Personal information
- Born: 26 August 1964 (age 60) Potsdam, East Germany

Professional team
- 1991 to 1992: Team Telekom

Medal record
Men's cycling
Representing East Germany
Olympic Games
| Silver medal – second place | 1988 Seoul | 4000 m Pursuit |
World Championships
| Gold medal – first place | 1989 Chambéry | 4000 m Pursuit |

= Carsten Wolf =

East German racing cyclist

Carsten Wolf (born 26 August 1964) is an East German racing cyclist, who competed for the SC Dynamo Berlin / Sportvereinigung (SV) Dynamo. He won the silver medal at the Olympic games in Seoul 1988.

==Career==
Wolf started cycling at an early age becoming the Individual pursuit World Junior Track Cycling Championships in 1982 at age 18. He also earned a silver medal in the Team pursuit during the same championships.

In 1983 he won his first victory on the road, the prologue of the Olympia's Tour.

*SOURCE MATERIAL*.
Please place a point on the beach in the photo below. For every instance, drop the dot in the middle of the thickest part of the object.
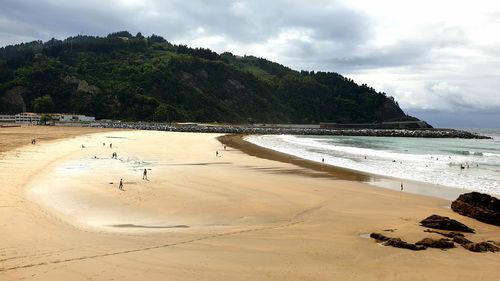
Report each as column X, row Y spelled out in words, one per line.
column 203, row 216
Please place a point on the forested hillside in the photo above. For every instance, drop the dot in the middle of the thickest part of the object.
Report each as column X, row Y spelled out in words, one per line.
column 129, row 77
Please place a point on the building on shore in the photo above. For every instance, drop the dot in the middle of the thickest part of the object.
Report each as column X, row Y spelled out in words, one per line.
column 35, row 118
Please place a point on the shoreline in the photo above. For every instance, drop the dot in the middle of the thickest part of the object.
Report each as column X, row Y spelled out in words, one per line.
column 251, row 130
column 341, row 173
column 202, row 216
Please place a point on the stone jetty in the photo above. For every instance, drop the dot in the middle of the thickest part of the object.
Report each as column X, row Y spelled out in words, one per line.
column 250, row 130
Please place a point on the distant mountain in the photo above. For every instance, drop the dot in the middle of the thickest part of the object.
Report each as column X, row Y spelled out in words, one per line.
column 139, row 78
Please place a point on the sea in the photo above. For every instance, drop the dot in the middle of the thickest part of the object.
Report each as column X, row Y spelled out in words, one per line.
column 465, row 164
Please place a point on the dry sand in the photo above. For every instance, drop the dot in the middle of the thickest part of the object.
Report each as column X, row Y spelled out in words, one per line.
column 202, row 217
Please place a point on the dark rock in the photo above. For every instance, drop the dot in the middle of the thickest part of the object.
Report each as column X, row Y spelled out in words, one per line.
column 442, row 243
column 445, row 223
column 379, row 237
column 398, row 243
column 482, row 207
column 451, row 234
column 461, row 240
column 481, row 247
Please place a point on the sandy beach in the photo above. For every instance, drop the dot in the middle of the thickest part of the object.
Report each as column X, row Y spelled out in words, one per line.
column 198, row 216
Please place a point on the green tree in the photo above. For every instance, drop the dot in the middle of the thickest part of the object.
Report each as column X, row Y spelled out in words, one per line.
column 43, row 104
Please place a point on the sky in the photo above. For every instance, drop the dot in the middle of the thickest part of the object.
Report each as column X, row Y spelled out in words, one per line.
column 440, row 59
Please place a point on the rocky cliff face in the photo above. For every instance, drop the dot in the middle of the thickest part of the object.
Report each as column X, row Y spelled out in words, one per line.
column 12, row 101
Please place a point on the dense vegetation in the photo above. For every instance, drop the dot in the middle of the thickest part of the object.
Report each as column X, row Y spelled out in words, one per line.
column 128, row 77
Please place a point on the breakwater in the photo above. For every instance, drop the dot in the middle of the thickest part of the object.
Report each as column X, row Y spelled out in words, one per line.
column 249, row 130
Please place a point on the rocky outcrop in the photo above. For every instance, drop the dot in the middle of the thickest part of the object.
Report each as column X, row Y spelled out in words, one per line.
column 445, row 223
column 250, row 130
column 12, row 101
column 480, row 206
column 442, row 243
column 481, row 247
column 82, row 86
column 459, row 238
column 396, row 242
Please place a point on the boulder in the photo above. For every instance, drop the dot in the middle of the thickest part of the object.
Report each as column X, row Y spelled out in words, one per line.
column 450, row 234
column 480, row 206
column 396, row 242
column 442, row 243
column 445, row 223
column 481, row 247
column 379, row 237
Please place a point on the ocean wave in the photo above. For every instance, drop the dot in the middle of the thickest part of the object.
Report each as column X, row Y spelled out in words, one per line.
column 440, row 169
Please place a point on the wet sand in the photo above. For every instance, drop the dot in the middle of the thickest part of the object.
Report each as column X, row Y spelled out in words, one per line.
column 202, row 217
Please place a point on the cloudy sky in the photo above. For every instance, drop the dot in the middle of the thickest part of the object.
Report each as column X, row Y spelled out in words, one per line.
column 440, row 59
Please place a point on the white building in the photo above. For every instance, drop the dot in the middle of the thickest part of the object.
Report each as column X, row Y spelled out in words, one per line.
column 7, row 118
column 34, row 118
column 28, row 118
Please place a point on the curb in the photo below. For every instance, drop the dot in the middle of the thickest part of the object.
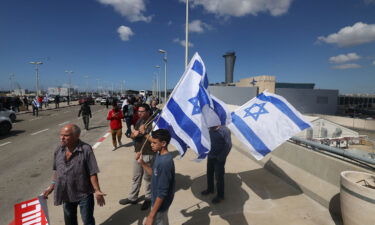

*TASKS TO CARRY OUT*.
(1) Could you copy the Carsten Wolf text word for word, everything from "Carsten Wolf (born" down to "the Olympia's Tour."?
(2) Which distinct four-digit years appear in the Carsten Wolf text? List them in order.
(3) How would the Carsten Wolf text go on? Write the next part, starting after its last sentence.

*EXERCISE ANSWERS*.
(1)
Carsten Wolf (born 26 August 1964) is an East German racing cyclist, who competed for the SC Dynamo Berlin / Sportvereinigung (SV) Dynamo. He won the silver medal at the Olympic games in Seoul 1988.

==Career==
Wolf started cycling at an early age becoming the Individual pursuit World Junior Track Cycling Championships in 1982 at age 18. He also earned a silver medal in the Team pursuit during the same championships.

In 1983 he won his first victory on the road, the prologue of the Olympia's Tour.

(2) 1964, 1982, 1983, 1988, 1989, 1991, 1992

(3)
In the 1988 Summer Olympics Wolf rode in the 4000m team pursuit. East Germany qualified as fourth fastest and after beating Australia in the playoffs they faced the Soviet Union in the final. They lost by less than one second to the Soviet Union.

Wolf spent two years at top level from 1991 to 1992. He ended up leaving the team as Wolf wanted to focus more on the Six Day Series.

==Major results==
Sources:
===Track===

- 1981
 2nd Team pursuit World Junior Track Cycling Championships
- 1982
 World Junior Track Cycling Championships
1st Individual pursuit
2nd Team pursuit
- 1983
 2nd Team pursuit, World Amateur Track Cycling Championships
- 1987
 2nd Team pursuit, World Amateur Track Cycling Championships
- 1988
 2nd 4000m team pursuit Summer Olympic Games
- 1989
 1st Team pursuit, World Amateur Track Cycling Championships

====Six-Days Series====
- 1994
 1st Six Days of Zürich (with Urs Freuler)
 1st Six Days of Köln
 2nd Six Days of Munich (with Urs Freuler)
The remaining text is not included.